[Items listed in a dataset]
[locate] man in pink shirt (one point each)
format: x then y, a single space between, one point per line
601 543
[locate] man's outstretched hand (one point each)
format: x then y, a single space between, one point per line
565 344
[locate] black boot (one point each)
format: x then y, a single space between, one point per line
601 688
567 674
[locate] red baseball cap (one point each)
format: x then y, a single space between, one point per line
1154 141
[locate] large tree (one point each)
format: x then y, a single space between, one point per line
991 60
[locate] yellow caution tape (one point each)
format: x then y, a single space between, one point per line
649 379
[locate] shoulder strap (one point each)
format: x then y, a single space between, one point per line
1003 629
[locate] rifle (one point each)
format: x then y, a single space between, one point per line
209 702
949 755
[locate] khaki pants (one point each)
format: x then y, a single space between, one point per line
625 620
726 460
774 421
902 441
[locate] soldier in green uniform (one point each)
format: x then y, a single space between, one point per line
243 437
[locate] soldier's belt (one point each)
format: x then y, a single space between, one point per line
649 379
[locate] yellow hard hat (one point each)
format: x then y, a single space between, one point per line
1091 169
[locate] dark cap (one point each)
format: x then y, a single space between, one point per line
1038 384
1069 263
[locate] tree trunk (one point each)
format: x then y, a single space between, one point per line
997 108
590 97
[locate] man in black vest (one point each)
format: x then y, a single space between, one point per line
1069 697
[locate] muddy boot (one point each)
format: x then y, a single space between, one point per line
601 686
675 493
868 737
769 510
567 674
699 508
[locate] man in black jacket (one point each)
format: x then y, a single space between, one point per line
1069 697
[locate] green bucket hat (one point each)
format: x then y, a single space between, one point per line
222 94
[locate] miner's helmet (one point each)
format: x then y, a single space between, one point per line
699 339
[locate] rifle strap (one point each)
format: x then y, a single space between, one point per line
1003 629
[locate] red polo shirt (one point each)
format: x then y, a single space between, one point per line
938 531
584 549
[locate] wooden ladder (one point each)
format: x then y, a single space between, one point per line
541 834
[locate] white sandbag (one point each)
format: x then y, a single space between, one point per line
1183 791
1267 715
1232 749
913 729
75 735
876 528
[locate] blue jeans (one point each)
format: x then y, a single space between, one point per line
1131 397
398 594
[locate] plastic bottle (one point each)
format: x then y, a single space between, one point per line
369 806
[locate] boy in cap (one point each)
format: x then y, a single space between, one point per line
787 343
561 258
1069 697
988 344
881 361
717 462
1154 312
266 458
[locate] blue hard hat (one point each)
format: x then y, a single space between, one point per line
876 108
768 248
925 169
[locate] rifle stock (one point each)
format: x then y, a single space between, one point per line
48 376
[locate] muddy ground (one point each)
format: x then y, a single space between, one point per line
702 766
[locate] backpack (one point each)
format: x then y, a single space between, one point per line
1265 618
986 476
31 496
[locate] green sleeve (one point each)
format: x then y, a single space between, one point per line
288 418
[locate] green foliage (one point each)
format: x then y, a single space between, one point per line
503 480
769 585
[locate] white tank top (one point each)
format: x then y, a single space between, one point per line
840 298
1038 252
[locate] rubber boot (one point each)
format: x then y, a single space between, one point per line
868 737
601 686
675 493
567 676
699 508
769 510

GOAL OF THE EXERCISE: Every line of the data above should be copied exactly.

RESPONSE:
[locate] man in pink shirt (one point each)
format: x then y, a single space between, one point per line
601 543
[locate] man's outstretched hand (one point each)
format: x then y, a single space between, one point per line
565 344
[locate] black boot (one point each)
format: x then y, a single space between, one point per line
601 688
567 674
[locate] red baseball cap (one point each)
format: x then y, a single space between, one point per line
1154 141
[locate] large tree (one point each)
format: x then y, a single space between, one point per line
991 60
[locate] yellow caution tape (one point each)
format: x then y, a single space between, one point per line
649 379
[locate] shoulder strap (one point each)
format: x then y, a single space between, one point per line
1003 629
[locate] rifle (one point each)
format: x then y, a single space between, one point per line
209 702
949 755
[locate] khaki pants (one point each)
format: x then y, a single space between, one point per line
625 620
726 460
774 421
902 441
[locate] soldier in green uniform (one point each)
format: x then y, a single space between, one point per line
243 437
[locate] soldier's belt (one point each)
format: x then y, a single space between, one point per line
649 379
[locate] yellow hard hat (one point each)
format: x then y, a single space between, one point per line
1091 169
[locate] dark cap (one point each)
format: x then y, a single space between, one point per line
1038 384
1069 263
[locate] tree trunk (one point each)
format: x then y, a single space between, one point per line
997 108
590 97
[locate] man in black vest (one point each)
format: x then y, a single space between, one point per line
1069 697
[locate] muddy boot (one point each)
format: x then y, a single space between, one point per line
601 686
675 493
868 737
769 510
567 674
699 508
[locate] man in black jacket (one point each)
format: x then y, a single space between, one point per line
1069 697
[locate] green bucket hat (one point each)
format: x then y, a single space between, one point per line
222 94
[locate] miner's helmet (one point each)
format: x then y, a single space between, one point per line
699 339
[locate] rifle strap (one point each)
format: x then y, a single space between, one point per line
1003 629
[locate] red polo shirt (one point each)
format: x then y, a single space between, one point per line
938 531
584 549
[locate] wooden ladder (one point each)
format: x then y, a single space between, one point per line
541 834
[locate] white sandbag (one point each)
format: x then y, a single space between, one point per line
1183 791
1267 715
1232 749
913 729
75 735
876 528
[locate] blue jeans (one point each)
format: x then y, a single space between, one point per line
1131 397
398 594
[locate] plastic bottle (one point each)
format: x then y, a single space between, one point per line
369 806
[locate] boy in cap (one point each)
format: x then y, a single space between, one point per line
787 343
561 258
1069 697
988 344
881 361
717 462
1154 312
266 458
[locate] blue hard hat (one point each)
format: x then y, a single space between, one point per line
876 108
768 248
925 169
[locate] rifle stock (one point each)
format: x then y, a single space between, one point per line
48 376
[locate] muddy ground (one point each)
format: x then y, a single space between, one point per line
702 766
[locate] backpack (one point each)
format: x then y, a single space between, one point per line
1265 618
986 476
31 496
[locate] green sleeve (one point each)
format: x then y, a single space between, one point per line
288 418
[locate] green foliage (one point each)
format: x then y, a single space between, one point per line
503 480
769 585
[locate] white tank top (one point each)
format: x then y, a single space between, one point per line
840 298
1038 252
[locate] rubber boot (one point each)
format: x then y, a single space between, one point per line
868 737
601 686
675 493
567 676
699 508
769 510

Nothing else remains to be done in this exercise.